··· Listed entries

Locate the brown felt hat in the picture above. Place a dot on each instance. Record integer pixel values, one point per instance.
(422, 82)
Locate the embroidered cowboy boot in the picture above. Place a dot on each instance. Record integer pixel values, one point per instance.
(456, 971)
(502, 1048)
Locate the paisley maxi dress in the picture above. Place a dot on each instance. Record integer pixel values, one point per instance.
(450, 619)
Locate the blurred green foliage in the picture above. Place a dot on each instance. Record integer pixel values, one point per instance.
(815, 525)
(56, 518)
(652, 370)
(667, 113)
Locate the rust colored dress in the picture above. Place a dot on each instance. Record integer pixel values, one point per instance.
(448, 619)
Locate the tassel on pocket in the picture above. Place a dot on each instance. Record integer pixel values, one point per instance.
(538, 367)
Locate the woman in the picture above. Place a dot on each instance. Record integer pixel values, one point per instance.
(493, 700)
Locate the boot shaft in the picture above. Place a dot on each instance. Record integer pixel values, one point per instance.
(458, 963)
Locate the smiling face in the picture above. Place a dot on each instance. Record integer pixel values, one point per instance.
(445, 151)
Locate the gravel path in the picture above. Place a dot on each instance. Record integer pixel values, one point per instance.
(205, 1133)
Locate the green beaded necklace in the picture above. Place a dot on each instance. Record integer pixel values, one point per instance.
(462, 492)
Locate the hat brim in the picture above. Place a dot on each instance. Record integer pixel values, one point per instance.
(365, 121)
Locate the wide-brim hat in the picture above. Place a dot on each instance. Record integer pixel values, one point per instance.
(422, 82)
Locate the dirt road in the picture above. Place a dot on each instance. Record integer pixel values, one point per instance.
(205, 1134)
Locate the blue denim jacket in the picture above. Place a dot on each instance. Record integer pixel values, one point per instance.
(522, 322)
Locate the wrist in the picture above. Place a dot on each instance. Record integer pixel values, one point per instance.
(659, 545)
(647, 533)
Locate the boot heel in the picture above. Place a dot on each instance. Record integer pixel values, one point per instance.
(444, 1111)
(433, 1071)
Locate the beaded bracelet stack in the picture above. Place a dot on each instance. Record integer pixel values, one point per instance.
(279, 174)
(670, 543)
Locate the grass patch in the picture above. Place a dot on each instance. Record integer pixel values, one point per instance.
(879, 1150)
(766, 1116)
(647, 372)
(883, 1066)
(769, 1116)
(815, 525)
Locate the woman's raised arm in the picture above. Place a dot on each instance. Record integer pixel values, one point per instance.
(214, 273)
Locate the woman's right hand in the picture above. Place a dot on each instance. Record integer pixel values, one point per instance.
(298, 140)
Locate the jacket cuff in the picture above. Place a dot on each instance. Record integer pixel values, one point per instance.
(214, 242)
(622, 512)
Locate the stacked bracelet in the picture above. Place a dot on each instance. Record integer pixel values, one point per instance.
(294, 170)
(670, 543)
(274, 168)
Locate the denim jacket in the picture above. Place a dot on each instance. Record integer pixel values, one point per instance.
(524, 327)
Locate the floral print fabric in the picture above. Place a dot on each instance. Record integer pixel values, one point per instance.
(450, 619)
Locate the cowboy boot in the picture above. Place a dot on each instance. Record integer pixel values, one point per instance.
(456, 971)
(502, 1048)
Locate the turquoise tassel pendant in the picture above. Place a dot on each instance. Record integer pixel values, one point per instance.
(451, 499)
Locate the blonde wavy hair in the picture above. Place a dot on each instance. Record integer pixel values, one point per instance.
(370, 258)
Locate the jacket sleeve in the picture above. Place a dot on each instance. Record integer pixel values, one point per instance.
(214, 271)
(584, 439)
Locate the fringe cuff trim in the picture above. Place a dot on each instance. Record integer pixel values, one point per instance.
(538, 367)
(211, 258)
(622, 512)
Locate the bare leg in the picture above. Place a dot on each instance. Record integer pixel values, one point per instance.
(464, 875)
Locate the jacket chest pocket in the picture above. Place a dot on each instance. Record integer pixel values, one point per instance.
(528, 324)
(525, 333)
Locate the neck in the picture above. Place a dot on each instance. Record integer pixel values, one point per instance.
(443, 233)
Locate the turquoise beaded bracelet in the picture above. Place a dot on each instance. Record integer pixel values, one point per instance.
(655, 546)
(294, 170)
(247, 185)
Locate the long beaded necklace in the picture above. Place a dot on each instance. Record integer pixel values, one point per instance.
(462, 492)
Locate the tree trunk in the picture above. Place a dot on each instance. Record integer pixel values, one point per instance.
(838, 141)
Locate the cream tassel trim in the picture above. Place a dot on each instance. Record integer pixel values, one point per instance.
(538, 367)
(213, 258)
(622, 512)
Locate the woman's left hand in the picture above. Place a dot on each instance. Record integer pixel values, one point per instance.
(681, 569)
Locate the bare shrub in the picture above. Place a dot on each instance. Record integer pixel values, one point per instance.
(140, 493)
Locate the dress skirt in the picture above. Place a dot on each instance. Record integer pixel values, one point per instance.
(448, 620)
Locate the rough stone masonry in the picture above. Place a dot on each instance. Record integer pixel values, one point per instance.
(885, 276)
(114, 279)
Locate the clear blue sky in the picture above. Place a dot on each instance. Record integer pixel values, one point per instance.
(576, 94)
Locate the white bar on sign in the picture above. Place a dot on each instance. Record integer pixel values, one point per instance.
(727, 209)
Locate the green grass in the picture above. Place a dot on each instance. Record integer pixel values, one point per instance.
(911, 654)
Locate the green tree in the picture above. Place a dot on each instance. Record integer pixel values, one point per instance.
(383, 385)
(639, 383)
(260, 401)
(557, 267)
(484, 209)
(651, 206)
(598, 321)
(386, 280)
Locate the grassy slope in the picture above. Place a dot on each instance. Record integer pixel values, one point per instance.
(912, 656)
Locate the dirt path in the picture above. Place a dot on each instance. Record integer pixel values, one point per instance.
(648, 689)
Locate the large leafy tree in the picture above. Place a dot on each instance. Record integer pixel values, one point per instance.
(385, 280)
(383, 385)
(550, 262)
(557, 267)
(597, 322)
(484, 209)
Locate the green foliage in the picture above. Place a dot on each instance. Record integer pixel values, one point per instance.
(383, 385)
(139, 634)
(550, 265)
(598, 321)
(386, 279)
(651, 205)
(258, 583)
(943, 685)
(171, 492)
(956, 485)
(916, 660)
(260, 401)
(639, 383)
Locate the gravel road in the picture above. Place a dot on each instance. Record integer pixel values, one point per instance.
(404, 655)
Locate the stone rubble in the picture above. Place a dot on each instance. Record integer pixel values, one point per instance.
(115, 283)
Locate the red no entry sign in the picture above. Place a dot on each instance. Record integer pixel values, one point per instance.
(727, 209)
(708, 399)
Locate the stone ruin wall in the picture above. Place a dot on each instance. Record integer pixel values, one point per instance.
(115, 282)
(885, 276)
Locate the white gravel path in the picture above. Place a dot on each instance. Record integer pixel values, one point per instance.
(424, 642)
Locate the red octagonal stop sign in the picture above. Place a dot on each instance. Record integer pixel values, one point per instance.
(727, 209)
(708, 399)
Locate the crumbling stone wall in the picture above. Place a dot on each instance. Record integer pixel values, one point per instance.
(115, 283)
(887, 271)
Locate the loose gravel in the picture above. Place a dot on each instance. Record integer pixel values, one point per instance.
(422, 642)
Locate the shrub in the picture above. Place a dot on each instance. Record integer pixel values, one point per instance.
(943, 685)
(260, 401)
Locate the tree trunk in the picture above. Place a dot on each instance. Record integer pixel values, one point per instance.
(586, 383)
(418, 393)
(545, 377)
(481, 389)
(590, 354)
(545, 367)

······

*Task brief*
Take the entries above and write them out again unchanged.

*Task answer*
Locate the brown felt hat in the picture above. Place a dot on each instance. Record integer pixel values, one point per instance.
(422, 82)
Locate the embroidered cowboy boot in the picture above. Place a dot on each instance. Record integer pixel values, one point per instance.
(456, 971)
(502, 1048)
Locate the paisley maxi dress in the picture above. Place a dot on each instance. Record integer pixel values, one point per instance.
(450, 619)
Locate the blurred green foliage in the picture above. Place a dot on each instance. Record integer pixel values, one point per instance.
(815, 525)
(56, 518)
(652, 370)
(667, 113)
Locate the rust colored dress in the picture above. Place a dot on each instance. Record integer pixel values, one point per instance.
(448, 619)
Locate the tassel on pocket in the picture above. Place a dot on each instance. Record integer pixel values, one point per instance.
(538, 367)
Locate the woman in the picture above. Place a dot on each instance. Record integer pixel values, one point per instance.
(493, 700)
Locate the boot shaft in the picture above. Place a dot on each instance. Record integer pixel values, one point per instance.
(458, 963)
Locate the smiling face in the picture above. Place a dot on each instance. Record integer pixel values, one point per instance.
(445, 151)
Locate the gravel path in the picture above. Place a dot on each instance. Record integer pixel values, one point per instance.
(205, 1133)
Locate the green beaded necklace in the picture above. Place a dot on each instance. Record integer pixel values, one point per instance.
(462, 492)
Locate the hat brim in the picture above. Place a dot on each instance. Record integer pixel values, one point per instance.
(365, 121)
Locate the wide-brim hat in the picture above. Place a dot on each instance. Record integer pixel values, one point per instance.
(422, 82)
Locate the dirt road in the picture above. Place a dot on each instance. Record integer pixel values, one point per instance.
(205, 1134)
Locate the blue denim jacket in the picture above. Place a dot on each instance. Record integer pixel values, one point per instance.
(522, 322)
Locate the wrist in the picture above. Place a dot on each instance. Record integer pixel values, one point per instance.
(659, 545)
(647, 533)
Locate the boot heel in the picture above. Place a dot on each instance. Record integer pixel values, one point per instance.
(444, 1111)
(433, 1071)
Locate the beaded bracelet stack in the picture above. Place a dot on each instance. Record integer pixel values, one point per instance.
(279, 174)
(670, 543)
Locate the grass patch in the picture above. Place a dot on each instance. Record integer pixel values, one point per instance.
(879, 1150)
(766, 1116)
(647, 372)
(883, 1066)
(769, 1116)
(815, 525)
Locate the woman's raised arm in the picture above. Place a dot on each instance. Record integer pixel values, one point per instance.
(214, 273)
Locate the woman's right hand in the picture above. Place a dot on each instance. Record integer pixel values, one point per instance.
(298, 140)
Locate the jacket cuff in the picture above. Place a dot on each instance. Record integer pixel values, one point per instance.
(214, 242)
(622, 512)
Locate the stacked bracelet in the picture above. Place a dot on each instance. Record integer pixel values, one point per instance.
(294, 170)
(670, 543)
(274, 168)
Locate the denim jacket in the picture above. Place a dot on each instance. Record integer pixel values, one point per instance.
(524, 327)
Locate the floral print fabric in the picture above. Place a dot on each instance. Record integer pixel values, one point per instance.
(450, 619)
Locate the cowboy boot in the picture above. Place a dot on each instance. Record integer pixel values, one point per instance.
(456, 971)
(502, 1048)
Locate the turquoise tassel pendant in the picture above. Place a dot on each instance. Record integer pixel values, one point per instance.
(451, 499)
Locate the blonde wavy hair in the picture above. Place a dot on each instance. Record integer pixel values, one point per instance.
(370, 258)
Locate the jacket sleeve in the picture above. Place a dot on each instance. Record integer pixel values, one point per instance.
(214, 271)
(584, 439)
Locate the fringe cuff trim in the picture above. Place a dot on each instance. Record integer pixel values, one point per instance.
(538, 367)
(211, 258)
(622, 512)
Locate the bare leg in the picture above. Place a dot on each instance. Record integer pixel values, one point per instance.
(464, 875)
Locate the jacket chest pocket in the picture above. Place a dot on each instance. Record integer pixel values, one point per instance.
(528, 324)
(525, 333)
Locate the neck in the picture above. Place a dot on each instance. Record integer pixel values, one point per instance.
(443, 233)
Locate the turquoise beaded bracelet in the picture above. Place a dot on each instance. Record integer pixel values, one point per instance.
(655, 546)
(294, 170)
(247, 185)
Locate the long beaded necklace in the picture above. Place a dot on each instance. Record integer pixel values, one point per instance.
(462, 492)
Locate the tree trunk in the picture above. Place a dot on each instance. Record integer pixel values, one point per instance.
(838, 141)
Locate the cream tassel trim in the picture above. Place a dot on each instance. Record integer pixel values, one point per instance.
(538, 367)
(213, 258)
(622, 512)
Locate the woman's left hand in the picture above. Place a dot on each instance. Record integer pixel values, one point per instance.
(681, 569)
Locate the bare shrub in the picture above. Place a dot on each instance. Record integer pixel values, one point per instance.
(140, 493)
Locate the dress skirt in the picture above. Place a dot on each instance. Record integer pixel values, one point per instance.
(448, 620)
Locate the rough stone masonry in the picture above. Place a dot on each instance. Record integer pixel values, one point per instance.
(885, 276)
(114, 279)
Locate the clear blue sky in the picture above. Place a dot on each instance. Record integer pixel values, one point per instance.
(576, 94)
Locate the white bar on sign in the picture above. Place a dot on each instance. Record integer pixel values, one point per instance.
(727, 209)
Locate the green grass in the picture above. Place a dot on each instance. Record integer pixel values, one point per instance.
(911, 654)
Locate the green tree in the picture above. Place a dot on each instance. Record integer pixel values, one point per instance.
(383, 385)
(639, 383)
(260, 401)
(557, 267)
(484, 209)
(651, 206)
(598, 321)
(386, 280)
Locate the grassy slope in the picture above. Place a dot on each instance. Record integer pixel values, one point per instance.
(912, 656)
Locate the dirt path in the picture above. Place a dot on each instance. Record integer pixel values, one point per instance.
(648, 689)
Locate the large leafy tree in the picture above. Place a dot on each instance. Record integer pixel values, one point per instance.
(385, 280)
(383, 385)
(550, 262)
(557, 267)
(597, 322)
(484, 209)
Locate the green foliage in the picture above. Place a dot on each instance. Record integer pixel values, one point per instance.
(383, 385)
(139, 634)
(550, 265)
(598, 321)
(386, 279)
(651, 205)
(258, 583)
(943, 685)
(171, 492)
(956, 485)
(916, 660)
(260, 401)
(639, 383)
Locate the gravel road in the picture above. Place a dot on each instance. Record integer pixel values, one point per instance.
(404, 655)
Locate the stone rubble in the picture above. Place a dot on each instance. Record integer pixel values, one point per instance.
(115, 283)
Locate the red no entry sign in the picture above. Place a dot on each instance. Record integer pixel values, one point per instance.
(727, 209)
(708, 399)
Locate the stone ruin wall in the picture above. Place a dot on each instance. Record integer pixel values, one point per instance.
(115, 282)
(885, 276)
Locate the white gravel path in the picture above. Place a dot on each instance. Record integer pixel values, one point per instance.
(424, 642)
Locate the red octagonal stop sign in the picture above. Place a dot on each instance. Record integer pixel values, one point per instance.
(727, 209)
(708, 399)
Locate the crumbling stone wall in the picture above. Place a dot on each instance. Record integer pixel values, one point per instance.
(115, 283)
(887, 271)
Locate the loose gravel in the picture above. Place a dot on each instance. Record integer pixel values, one point per instance.
(422, 642)
Locate the shrub in the picture above. Place a dot on each instance. Record integer pixel values, one point per instance.
(943, 685)
(260, 401)
Locate the tree trunk in the picture above. Place a dot on each instance. Record integer pixel values, one point per instance.
(586, 383)
(418, 393)
(545, 377)
(481, 389)
(590, 354)
(545, 367)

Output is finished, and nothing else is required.